Rewrite the listing from its start down to the line containing "point(616, 721)", both ends included, offsetting each coordinate in the answer points by 74. Keep every other line unchanged.

(Some records)
— begin —

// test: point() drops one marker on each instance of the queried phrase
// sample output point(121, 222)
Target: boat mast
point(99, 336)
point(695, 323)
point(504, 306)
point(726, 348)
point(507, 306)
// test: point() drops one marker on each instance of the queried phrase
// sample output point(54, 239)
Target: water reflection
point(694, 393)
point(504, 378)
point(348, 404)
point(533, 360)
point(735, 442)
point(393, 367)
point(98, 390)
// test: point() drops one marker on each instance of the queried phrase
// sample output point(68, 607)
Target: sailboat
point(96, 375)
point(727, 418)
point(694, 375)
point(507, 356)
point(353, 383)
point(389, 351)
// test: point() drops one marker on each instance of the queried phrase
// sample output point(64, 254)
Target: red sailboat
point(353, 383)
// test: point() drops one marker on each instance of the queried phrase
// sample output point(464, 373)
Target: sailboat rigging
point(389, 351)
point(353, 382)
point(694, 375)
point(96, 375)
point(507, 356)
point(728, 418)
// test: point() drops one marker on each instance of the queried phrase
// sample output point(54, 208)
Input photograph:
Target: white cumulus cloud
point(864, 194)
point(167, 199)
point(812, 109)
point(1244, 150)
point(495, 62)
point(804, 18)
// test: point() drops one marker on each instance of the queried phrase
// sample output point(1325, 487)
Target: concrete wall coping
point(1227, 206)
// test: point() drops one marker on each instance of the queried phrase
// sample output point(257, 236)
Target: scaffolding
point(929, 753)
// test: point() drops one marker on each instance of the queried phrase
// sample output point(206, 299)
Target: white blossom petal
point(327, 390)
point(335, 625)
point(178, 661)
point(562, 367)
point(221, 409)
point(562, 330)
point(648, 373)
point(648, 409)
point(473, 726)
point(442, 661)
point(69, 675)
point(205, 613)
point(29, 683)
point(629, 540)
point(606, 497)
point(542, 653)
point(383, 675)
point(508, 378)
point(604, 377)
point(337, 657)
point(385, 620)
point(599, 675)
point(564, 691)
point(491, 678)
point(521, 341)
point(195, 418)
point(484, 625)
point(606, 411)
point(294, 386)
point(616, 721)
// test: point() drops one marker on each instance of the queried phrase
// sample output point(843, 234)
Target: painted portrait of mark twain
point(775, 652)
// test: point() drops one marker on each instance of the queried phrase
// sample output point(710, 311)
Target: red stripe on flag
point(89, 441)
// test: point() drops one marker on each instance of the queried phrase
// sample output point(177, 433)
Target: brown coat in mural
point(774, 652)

— end —

* _The response_
// test: point() drops one marker on each instance of the queried phrase
// sample output point(121, 222)
Target: boat mast
point(173, 410)
point(769, 397)
point(578, 380)
point(800, 422)
point(581, 380)
// test: point() drops one marker on each instance of the queried phrase
// sample output point(54, 239)
Target: water reflection
point(768, 467)
point(578, 452)
point(422, 478)
point(607, 434)
point(809, 516)
point(467, 441)
point(172, 464)
// test: point() drops one marker on each instance of the queried phrase
// sample output point(68, 607)
Target: sailboat
point(170, 449)
point(801, 492)
point(768, 449)
point(581, 430)
point(427, 457)
point(463, 425)
// test: point() drops one marker on each instance of the queried phrase
// sample output point(64, 254)
Target: red sailboat
point(427, 457)
// test: point() drops one marker on each instance of the queried phrase
// sample output point(464, 373)
Target: sailboat rigging
point(463, 425)
point(427, 456)
point(768, 449)
point(170, 449)
point(581, 430)
point(802, 492)
// test: point() drops one marker on each instance of the queried phrase
// sample output point(54, 208)
Input photograph:
Target: white cumulus cloud
point(938, 268)
point(241, 273)
point(886, 183)
point(1318, 224)
point(569, 136)
point(878, 92)
// test: point() drops one marker on each instance of the queried phrase
// sample output point(1325, 487)
Target: concrete wall coping
point(1301, 280)
// test: point() drops one marker on each instance of the queried phrase
// sample output point(257, 236)
Target: scaffolding
point(1003, 827)
// test: point() drops one marker on each instance of the queried phrase
// sample output point(206, 299)
Target: white blossom petal
point(401, 464)
point(409, 699)
point(252, 735)
point(636, 441)
point(295, 483)
point(636, 404)
point(722, 447)
point(722, 483)
point(547, 800)
point(516, 735)
point(143, 749)
point(279, 687)
point(103, 757)
point(703, 614)
point(680, 571)
point(616, 727)
point(457, 749)
point(582, 452)
point(678, 451)
point(411, 731)
point(459, 694)
point(673, 749)
point(638, 765)
point(565, 752)
point(595, 415)
point(269, 492)
point(558, 699)
point(680, 485)
point(368, 460)
point(690, 795)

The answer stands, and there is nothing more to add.